• O QUE FAZER
**A.** Indique se cada afirmação concorda com o texto sobre o puritanismo, respondendo sim ou não e citando as palavras decisivas do texto: (i) a contradição entre o que somos e o que mostramos é sempre hipocrisia; (ii) declarar total independência da opinião alheia não é o ponto de equilíbrio adequado; (iii) a passagem de Samuel 22:27 citada vem do novo testamento.
**B.** Por favor, diga quais dois livros, segundo o texto sobre o puritanismo, garantem que "tempo de casa" não é termômetro de virtude.
**C.** Reescreva o trecho do texto sobre o puritanismo que começa em "Na busca pelas" e vai até "como dificuldade moral.", trocando "batalha" por "luta".

Puritanismo na casa espírita
“Pouco nos adianta o tempo de trabalho, na Seara, se não aproveitarmos as oportunidades para nos tranformarmos. ”
Na busca pelas razões das dificuldades atuais de muitos, nos deparamos com hábitos do passado. A contradição, entre o que realmente somos e o que tentamos mostrar que somos, é antiga batalha interior. Não se trata, necessariamente, de hipocrisia; é, muitas vezes, a insegurança, seguida pela necessidade de aceitação nos grupos de trabalho das respectivas casas espíritas, que nos faz agir de forma diferente ao que realmente somos, “vendendo” uma imagem de pureza e aceitando um conjunto de idéias que realmente não é nossa. É um círculo vicioso que necessita ser quebrado. No velho testamento, temos, em Samuel 22:27, “Com o puro te mostras puro; mas com o perverso te mostras rígido.” Entendamos perversão como dificuldade moral.
A rigidez do puritano daquele que fantasia, no próximo e em si mesmo, a pureza que não tem, cria regras, estabelece limites, dita comportamentos baseado na pseudovirtude na qual acredita que os longos anos de trabalho na casa ou a função exercida lhe conferem. Sem querer ser cruel, mas é interessante a semelhança com as atitudes dos fariseus. Será que realmente achamos que “tempo de casa” é termômetro de virtude? O livro “Os Mensageiros”, de André Luiz, e “Mereça ser Feliz”, de Ermance Dufaux, nos garantem que não, pois é só observar a quantidade de “espírititos-espíritas” desencarnados sob o desequilíbrio causado pela contradição do que são e daquilo que pensavam que eram. Pouco nos adianta o tempo de trabalho, na seara, se não aproveitamos as oportunidades para nos transformarmos. É muito fácil e cômodo ditar conceitos e pensamentos espíritas, em palestras e aulas, e imaginar que, pelo simples fato de temo-las decorado, a tenhamos igualmente praticado. Devemos buscar nos questionar sempre, especialmente para habitantes de um planeta de provas e expiações, a idéia de que “já evoluiu o suficiente para esta vida”, tendo a falsa sensação do dever cumprido, bem antes do tempo previsto. É interessante como aceitamos com facilidade as sugestões do orgulho…
O puritanismo começa a perder terreno, em nossas atitudes, quando deixamos de nos preocupar com o que os outros vão pensar de nós, como fala um companheiro de jornada, “devemos jogar a nossa partida, com dedicação, sem nos preocuparmos com a torcida”. Existe, nos puritanos, uma cobrança interior, boba e sem sentido, no entanto angustiante, acerca da visão do próximo sobre eles. Não seria essa cobrança uma necessidade, um desejo disfarçado de alcançar, mais rapidamente, as posições desejadas na casa? Uma vez que temos a aprovação do grupo, através da imagem nem sempre verdadeira a qual tentamos vender, a “carreira”, na seara de trabalho, dentro das expectativas desejadas, torna-se mais fácil. Naturalmente, devemos ponderar toda crítica recebida, verdadeira ou não. Declarar total independência da opinião alheia não é o ponto de equilíbrio adequado, uma vez que não somos ilhas e devemos ponderar e refletir acerca de cada crítica recebida, se for verdadeira, cabe-nos a mudança na ação; se for falsa, fruto de sentimentos menos nobres ou ainda da maledicência, façamos como o nosso Chico, simplesmente não liguemos para tal. O importante é não termos, como objetivo, em nosso trabalho ou ações na casa espírita, impressionar os outros, e que tal impressionarmos o Cristo, com os frutos do nosso trabalho e renovação moral?

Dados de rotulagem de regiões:
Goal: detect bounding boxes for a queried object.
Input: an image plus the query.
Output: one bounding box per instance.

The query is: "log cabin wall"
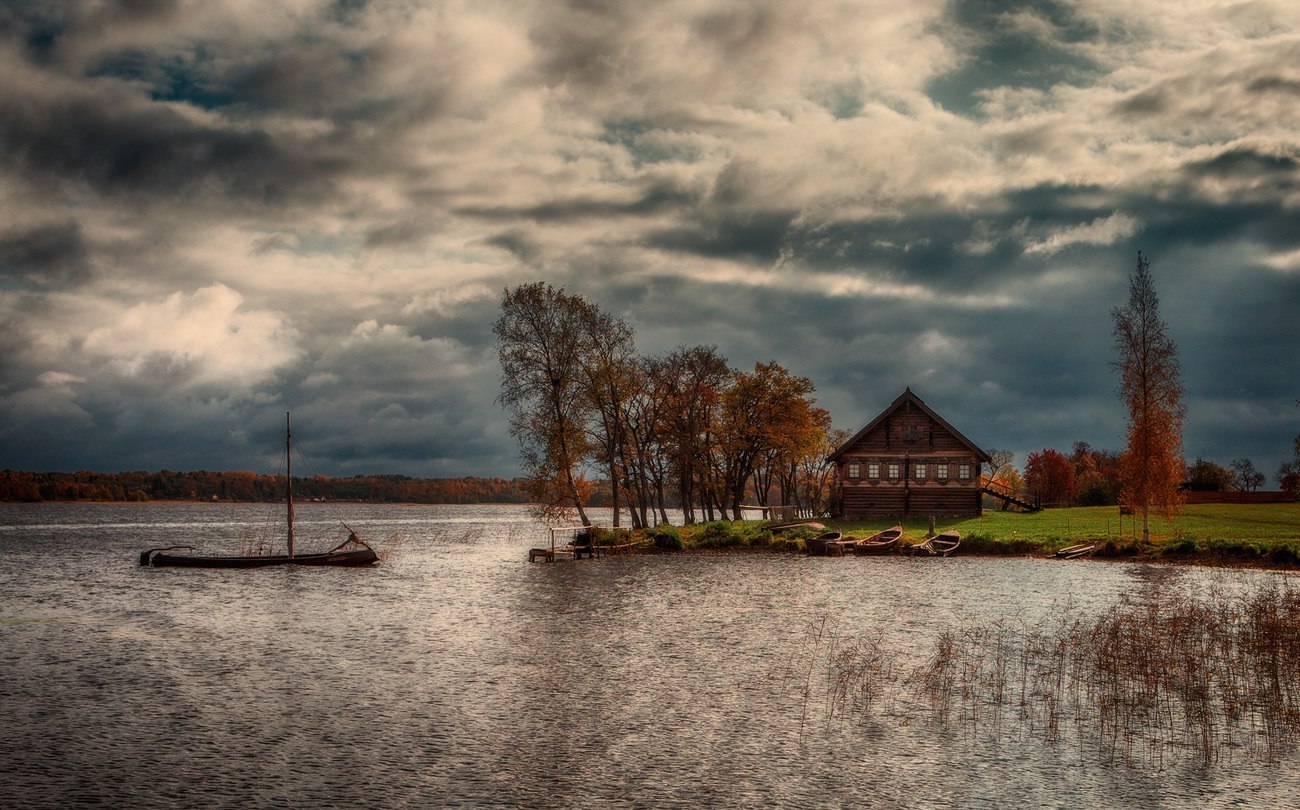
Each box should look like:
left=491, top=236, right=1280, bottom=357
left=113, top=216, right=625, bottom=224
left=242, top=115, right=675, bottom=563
left=831, top=389, right=989, bottom=520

• RESPOSTAS POR TAREFA
**A.**
(i) Não: "Não se trata, necessariamente, de hipocrisia".
(ii) Sim: "Declarar total independência da opinião alheia não é o ponto de equilíbrio adequado".
(iii) Não: "No velho testamento, temos, em Samuel 22:27".

**B.** "Os Mensageiros", de André Luiz, e "Mereça ser Feliz", de Ermance Dufaux.

**C.**
Na busca pelas razões das dificuldades atuais de muitos, nos deparamos com hábitos do passado. A contradição, entre o que realmente somos e o que tentamos mostrar que somos, é antiga luta interior. Não se trata, necessariamente, de hipocrisia; é, muitas vezes, a insegurança, seguida pela necessidade de aceitação nos grupos de trabalho das respectivas casas espíritas, que nos faz agir de forma diferente ao que realmente somos, “vendendo” uma imagem de pureza e aceitando um conjunto de idéias que realmente não é nossa. É um círculo vicioso que necessita ser quebrado. No velho testamento, temos, em Samuel 22:27, “Com o puro te mostras puro; mas com o perverso te mostras rígido.” Entendamos perversão como dificuldade moral.